[Text under study — start]

Effect of intravenous clonidine on postoperative agitation and
recovery time after tonsillectomy


Clonidine; emergence delirium; tonsillectomy; anesthesia; recovery room

Published online: Apr 21 2022


J. Smet (*), N. Van der Vekens (**), H. Vanoverschelde (**), A. Moerman (*), A.F. Kalmar (**)

(*) Department of Anesthesiology, Ghent University Hospital, Ghent University, Ghent, Belgium.
(**) Department of Anesthesiology & Intensive Care, Maria Middelares Hospital, Ghent, Belgium.


Tonsillectomy is routinely performed in most hospitals, both in adult and pediatric patients. A main objective of anesthesia care for these procedures is swift and comfortable recovery, permitting rapid discharge from the Post Anesthesia Care Unit (PACU). In preventing agitation, overall experience as well as rebleeding risk and the length of stay (LOS) in the PACU stand to improve. Clonidine is known for having an anxiolytic, sedative and analgesic effect, as well as for reducing postoperative vomiting in children. At our department, anesthesia consists of propofol/sufentanil/ sevoflurane anesthesia, and paracetamol/diclofenac analgesia. Some anesthetists routinely give additional clonidine 1 mcg·kg −1 to children for tonsillectomy, others never do. This retrospective study evaluates the effect of intravenous clonidine on agitation and recovery time following tonsillectomy in different age groups. Out of all consecutive tonsillectomy cases between 1/2016 and 11/2018, a convenience sample of 473 patients was selected and included in this retrospective analysis. Of 473 included patients, 383 did not receive clonidine perioperatively and 90 did. Agitation was defined as a Ramsay Sedation Scale score of 1. In pediatric patients (<18 years), clonidine produced a relative risk reduction of agitation of 35.7% (p=0.235). We found a reduction in LOS in both pediatric and adult patients, of 5 and 11 minutes respectively (p=0.242 and p=0.262). Clonidine seems to reduce agitation and LOS in the PACU when administered perioperatively in patients undergoing tonsillectomy. A sample size calculation shows 463 patients are required in each group to achieve power of 95%. Because of the retrospective nature of our study, with its inherent risk of confounding factors, our findings should be confirmed in prospective studies.

[Text under study — finish]

Required work |
**A)** List every keyword given for the clonidine study.
**B)** Rewrite the part of the clonidine study starting with "Published online: Apr" and going on through "University, Ghent, Belgium.", putting "April 21, 2022" in place of "Apr 21 2022".

[Listed entries — start]

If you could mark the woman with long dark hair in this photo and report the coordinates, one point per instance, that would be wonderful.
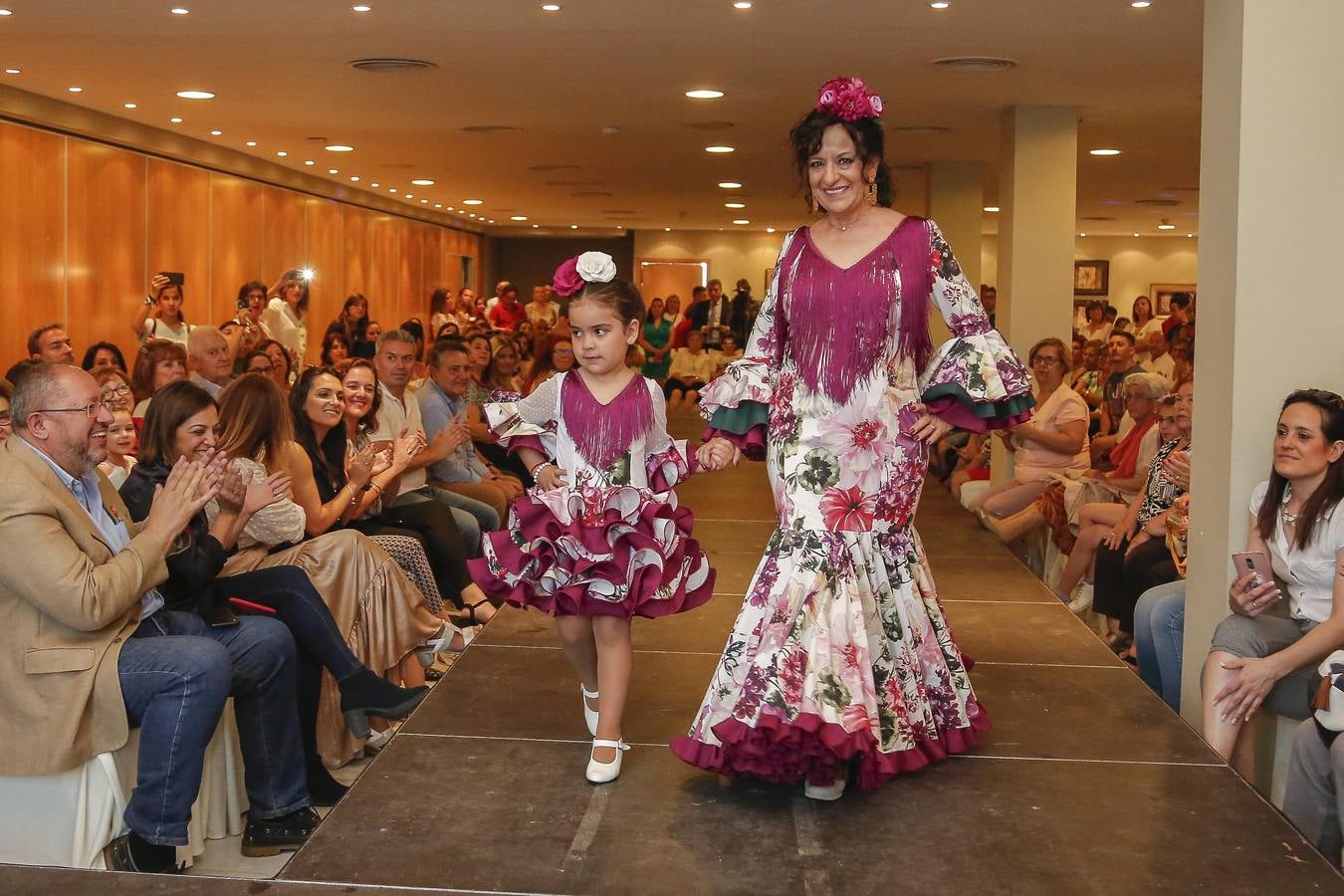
(1259, 656)
(840, 661)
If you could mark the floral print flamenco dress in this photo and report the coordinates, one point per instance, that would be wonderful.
(841, 657)
(613, 541)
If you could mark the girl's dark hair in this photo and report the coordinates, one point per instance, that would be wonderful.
(173, 404)
(867, 138)
(93, 350)
(620, 296)
(369, 422)
(329, 456)
(1331, 489)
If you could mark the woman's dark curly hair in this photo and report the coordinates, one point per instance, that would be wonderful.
(866, 133)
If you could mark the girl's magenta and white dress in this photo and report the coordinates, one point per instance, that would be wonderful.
(613, 541)
(841, 654)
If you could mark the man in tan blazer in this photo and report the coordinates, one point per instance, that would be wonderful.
(88, 648)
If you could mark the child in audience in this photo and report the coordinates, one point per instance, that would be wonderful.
(601, 538)
(121, 442)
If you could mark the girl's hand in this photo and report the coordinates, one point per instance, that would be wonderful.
(269, 491)
(1242, 696)
(929, 429)
(550, 477)
(1116, 537)
(1250, 596)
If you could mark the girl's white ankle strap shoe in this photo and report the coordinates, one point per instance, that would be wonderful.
(601, 773)
(588, 715)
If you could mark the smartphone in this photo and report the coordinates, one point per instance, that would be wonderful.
(1252, 563)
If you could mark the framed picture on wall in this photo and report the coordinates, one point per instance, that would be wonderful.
(1091, 277)
(1160, 295)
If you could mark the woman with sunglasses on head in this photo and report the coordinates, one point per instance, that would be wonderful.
(181, 423)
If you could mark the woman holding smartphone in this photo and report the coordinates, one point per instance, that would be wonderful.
(1260, 654)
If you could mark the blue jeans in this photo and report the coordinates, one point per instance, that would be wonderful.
(176, 673)
(1159, 638)
(472, 516)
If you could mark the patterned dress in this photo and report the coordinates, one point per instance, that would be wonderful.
(841, 654)
(613, 541)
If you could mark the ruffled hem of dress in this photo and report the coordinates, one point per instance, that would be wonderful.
(649, 553)
(744, 426)
(814, 751)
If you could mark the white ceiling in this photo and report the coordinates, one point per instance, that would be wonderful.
(280, 69)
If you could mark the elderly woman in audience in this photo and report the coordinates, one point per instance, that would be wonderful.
(1260, 656)
(181, 426)
(1144, 395)
(167, 320)
(104, 354)
(1055, 438)
(422, 538)
(378, 610)
(285, 312)
(157, 362)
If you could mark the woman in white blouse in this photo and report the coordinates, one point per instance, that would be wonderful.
(1259, 654)
(284, 316)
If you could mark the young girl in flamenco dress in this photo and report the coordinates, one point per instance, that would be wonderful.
(601, 539)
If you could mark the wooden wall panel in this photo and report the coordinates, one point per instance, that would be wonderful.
(105, 254)
(283, 222)
(235, 242)
(33, 250)
(326, 256)
(179, 233)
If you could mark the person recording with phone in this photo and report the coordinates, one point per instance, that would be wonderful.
(1265, 653)
(160, 316)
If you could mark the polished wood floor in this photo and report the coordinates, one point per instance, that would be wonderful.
(1086, 784)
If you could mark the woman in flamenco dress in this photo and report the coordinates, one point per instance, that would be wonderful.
(841, 662)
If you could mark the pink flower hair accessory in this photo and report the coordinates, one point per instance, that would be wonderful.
(848, 100)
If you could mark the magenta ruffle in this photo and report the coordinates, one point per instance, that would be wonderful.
(561, 559)
(814, 751)
(752, 443)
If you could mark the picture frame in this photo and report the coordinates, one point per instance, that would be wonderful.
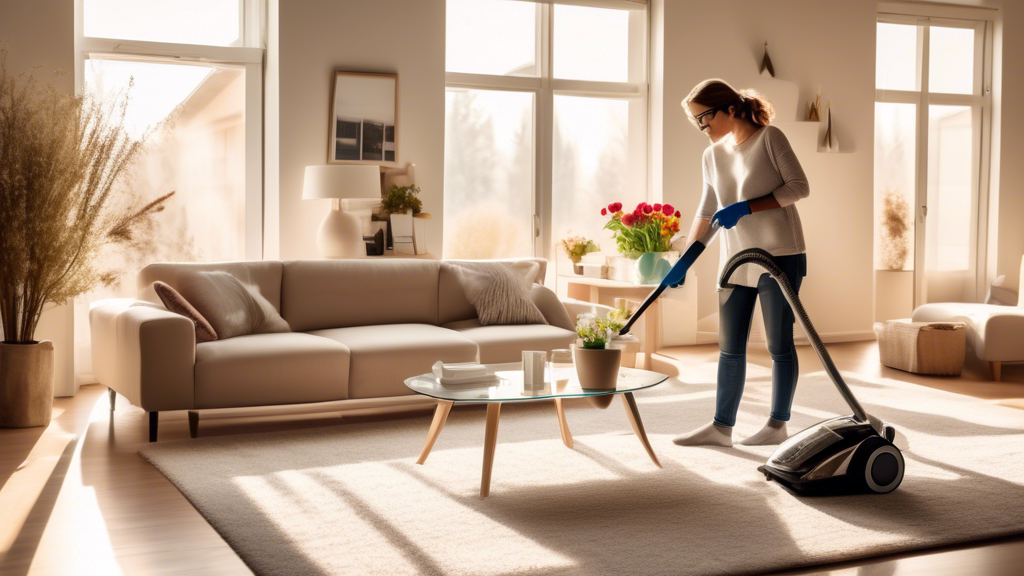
(364, 119)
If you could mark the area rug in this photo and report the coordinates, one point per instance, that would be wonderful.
(351, 499)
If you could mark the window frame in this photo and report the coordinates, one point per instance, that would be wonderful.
(250, 56)
(980, 103)
(546, 87)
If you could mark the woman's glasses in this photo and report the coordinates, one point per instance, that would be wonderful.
(709, 114)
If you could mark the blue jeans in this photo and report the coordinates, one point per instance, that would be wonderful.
(735, 313)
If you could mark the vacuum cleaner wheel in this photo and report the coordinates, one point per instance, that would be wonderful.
(877, 465)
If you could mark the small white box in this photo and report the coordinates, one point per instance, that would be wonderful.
(594, 270)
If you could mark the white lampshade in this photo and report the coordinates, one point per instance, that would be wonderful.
(341, 180)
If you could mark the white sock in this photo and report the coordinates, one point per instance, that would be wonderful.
(773, 433)
(708, 435)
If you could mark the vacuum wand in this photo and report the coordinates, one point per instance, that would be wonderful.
(676, 276)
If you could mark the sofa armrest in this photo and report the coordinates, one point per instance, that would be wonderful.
(1000, 293)
(143, 353)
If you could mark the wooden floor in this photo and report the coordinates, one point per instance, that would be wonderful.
(76, 498)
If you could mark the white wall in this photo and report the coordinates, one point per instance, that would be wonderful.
(42, 34)
(309, 40)
(1008, 166)
(827, 43)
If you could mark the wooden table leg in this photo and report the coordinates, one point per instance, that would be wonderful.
(634, 414)
(489, 440)
(440, 416)
(562, 423)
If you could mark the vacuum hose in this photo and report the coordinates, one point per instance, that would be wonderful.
(765, 260)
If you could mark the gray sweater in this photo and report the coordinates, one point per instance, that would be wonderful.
(762, 164)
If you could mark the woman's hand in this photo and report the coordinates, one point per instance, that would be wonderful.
(728, 216)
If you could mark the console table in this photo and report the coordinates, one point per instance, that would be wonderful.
(682, 309)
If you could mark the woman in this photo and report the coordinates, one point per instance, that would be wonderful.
(752, 180)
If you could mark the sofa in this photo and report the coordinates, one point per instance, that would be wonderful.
(995, 332)
(359, 328)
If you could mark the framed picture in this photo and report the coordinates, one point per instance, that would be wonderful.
(364, 117)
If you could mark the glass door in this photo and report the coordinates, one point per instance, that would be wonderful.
(929, 112)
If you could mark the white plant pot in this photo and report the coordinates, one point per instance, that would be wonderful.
(401, 233)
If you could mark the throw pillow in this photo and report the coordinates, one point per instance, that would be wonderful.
(552, 309)
(529, 271)
(178, 304)
(233, 309)
(498, 292)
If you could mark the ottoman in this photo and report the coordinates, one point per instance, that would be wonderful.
(923, 347)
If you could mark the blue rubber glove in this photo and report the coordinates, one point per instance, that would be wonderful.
(728, 216)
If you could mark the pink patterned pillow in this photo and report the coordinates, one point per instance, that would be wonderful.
(176, 303)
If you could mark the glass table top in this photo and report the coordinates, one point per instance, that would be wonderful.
(560, 381)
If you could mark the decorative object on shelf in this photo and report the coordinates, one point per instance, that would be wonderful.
(766, 64)
(375, 243)
(644, 235)
(420, 222)
(814, 115)
(597, 365)
(829, 142)
(895, 230)
(65, 199)
(340, 234)
(591, 270)
(401, 197)
(401, 203)
(377, 233)
(577, 247)
(621, 269)
(364, 114)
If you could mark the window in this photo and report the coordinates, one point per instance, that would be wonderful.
(198, 65)
(932, 96)
(546, 114)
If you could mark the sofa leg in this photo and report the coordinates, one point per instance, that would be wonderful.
(194, 423)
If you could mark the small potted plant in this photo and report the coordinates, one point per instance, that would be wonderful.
(645, 236)
(401, 203)
(576, 248)
(597, 365)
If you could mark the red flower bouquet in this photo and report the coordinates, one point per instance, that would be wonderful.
(647, 229)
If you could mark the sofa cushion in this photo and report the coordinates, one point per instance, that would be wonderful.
(232, 307)
(506, 343)
(994, 332)
(177, 303)
(321, 294)
(454, 304)
(384, 356)
(552, 309)
(268, 369)
(499, 292)
(264, 275)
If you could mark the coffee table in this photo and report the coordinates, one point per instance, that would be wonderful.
(509, 387)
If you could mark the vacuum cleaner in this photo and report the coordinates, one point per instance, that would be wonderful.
(843, 455)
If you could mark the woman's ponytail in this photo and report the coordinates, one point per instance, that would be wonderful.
(757, 108)
(717, 93)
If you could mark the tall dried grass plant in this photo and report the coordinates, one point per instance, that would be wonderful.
(895, 230)
(65, 196)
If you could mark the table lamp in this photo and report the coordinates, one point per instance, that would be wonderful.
(340, 235)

[Listed entries — finish]

Numbered responses |
**A)** Clonidine; emergence delirium; tonsillectomy; anesthesia; recovery room

**B)**
Published online: April 21, 2022


J. Smet (*), N. Van der Vekens (**), H. Vanoverschelde (**), A. Moerman (*), A.F. Kalmar (**)

(*) Department of Anesthesiology, Ghent University Hospital, Ghent University, Ghent, Belgium.